━━━━━ Extracted records

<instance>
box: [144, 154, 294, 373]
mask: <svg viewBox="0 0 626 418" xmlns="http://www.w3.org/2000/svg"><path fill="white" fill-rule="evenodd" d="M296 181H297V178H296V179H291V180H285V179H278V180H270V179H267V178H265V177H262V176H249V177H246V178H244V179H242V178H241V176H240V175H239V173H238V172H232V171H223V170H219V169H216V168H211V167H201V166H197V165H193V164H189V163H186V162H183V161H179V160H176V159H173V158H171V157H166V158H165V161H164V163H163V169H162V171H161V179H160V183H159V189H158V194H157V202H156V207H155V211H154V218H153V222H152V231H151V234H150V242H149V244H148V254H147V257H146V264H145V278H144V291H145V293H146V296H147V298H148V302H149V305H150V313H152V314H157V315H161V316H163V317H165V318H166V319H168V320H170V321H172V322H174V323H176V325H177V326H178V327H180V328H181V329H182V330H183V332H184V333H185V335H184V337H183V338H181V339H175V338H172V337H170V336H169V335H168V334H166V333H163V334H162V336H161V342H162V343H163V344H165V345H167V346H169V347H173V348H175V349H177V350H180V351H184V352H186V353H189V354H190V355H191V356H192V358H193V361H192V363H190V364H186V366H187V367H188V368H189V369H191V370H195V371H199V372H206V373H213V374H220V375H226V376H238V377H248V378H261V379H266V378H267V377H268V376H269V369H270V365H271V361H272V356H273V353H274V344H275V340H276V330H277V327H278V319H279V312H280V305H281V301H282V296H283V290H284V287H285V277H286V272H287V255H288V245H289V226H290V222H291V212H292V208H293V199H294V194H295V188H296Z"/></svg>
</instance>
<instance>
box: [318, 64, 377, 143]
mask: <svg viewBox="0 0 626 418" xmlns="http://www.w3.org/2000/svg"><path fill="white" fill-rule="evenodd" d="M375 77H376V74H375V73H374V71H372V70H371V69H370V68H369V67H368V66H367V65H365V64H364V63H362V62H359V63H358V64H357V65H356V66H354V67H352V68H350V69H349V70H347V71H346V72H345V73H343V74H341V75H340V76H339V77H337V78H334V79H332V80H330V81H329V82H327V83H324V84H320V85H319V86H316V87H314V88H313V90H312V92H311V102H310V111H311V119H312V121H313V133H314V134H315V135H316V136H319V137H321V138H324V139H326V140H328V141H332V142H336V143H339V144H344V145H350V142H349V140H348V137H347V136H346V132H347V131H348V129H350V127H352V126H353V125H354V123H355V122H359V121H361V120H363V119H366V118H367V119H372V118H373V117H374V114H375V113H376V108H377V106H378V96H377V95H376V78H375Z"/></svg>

━━━━━━━━━━

▶ What this task involves:
Each line above needs to be written out again exactly.

▶ Answer space:
<instance>
box: [144, 154, 294, 373]
mask: <svg viewBox="0 0 626 418" xmlns="http://www.w3.org/2000/svg"><path fill="white" fill-rule="evenodd" d="M296 181H297V178H296V179H291V180H285V179H278V180H270V179H267V178H265V177H262V176H249V177H246V178H244V179H242V178H241V176H240V175H239V173H238V172H232V171H223V170H219V169H216V168H211V167H201V166H197V165H193V164H189V163H186V162H183V161H179V160H176V159H173V158H171V157H166V158H165V161H164V163H163V169H162V171H161V179H160V183H159V189H158V194H157V202H156V207H155V211H154V218H153V222H152V231H151V234H150V242H149V244H148V254H147V257H146V264H145V278H144V291H145V293H146V296H147V298H148V302H149V305H150V313H152V314H157V315H161V316H163V317H165V318H166V319H168V320H170V321H172V322H174V323H176V325H177V326H178V327H180V328H181V329H182V330H183V332H184V333H185V335H184V337H183V338H181V339H175V338H172V337H170V336H169V335H168V334H166V333H163V334H162V336H161V342H162V343H163V344H165V345H167V346H169V347H173V348H175V349H177V350H180V351H184V352H186V353H189V354H190V355H191V356H192V358H193V361H192V363H190V364H186V366H187V367H188V368H189V369H191V370H195V371H199V372H206V373H213V374H220V375H226V376H238V377H248V378H261V379H266V378H267V377H268V376H269V369H270V365H271V361H272V356H273V353H274V344H275V340H276V330H277V327H278V319H279V312H280V305H281V301H282V296H283V290H284V287H285V277H286V272H287V255H288V245H289V226H290V222H291V212H292V208H293V199H294V194H295V188H296Z"/></svg>
</instance>
<instance>
box: [318, 64, 377, 143]
mask: <svg viewBox="0 0 626 418" xmlns="http://www.w3.org/2000/svg"><path fill="white" fill-rule="evenodd" d="M375 77H376V74H375V73H374V71H372V70H371V69H370V68H369V67H368V66H367V65H365V64H364V63H362V62H359V63H358V64H357V65H356V66H354V67H352V68H350V69H349V70H347V71H346V72H345V73H343V74H341V75H340V76H339V77H337V78H334V79H332V80H330V81H329V82H327V83H324V84H320V85H319V86H316V87H314V88H313V90H312V92H311V102H310V111H311V119H312V121H313V133H314V134H315V135H316V136H319V137H321V138H324V139H326V140H328V141H332V142H336V143H339V144H344V145H350V142H349V140H348V137H347V136H346V132H347V131H348V129H350V127H352V126H353V125H354V123H355V122H359V121H361V120H363V119H366V118H367V119H372V118H373V117H374V114H375V113H376V108H377V106H378V96H377V95H376V78H375Z"/></svg>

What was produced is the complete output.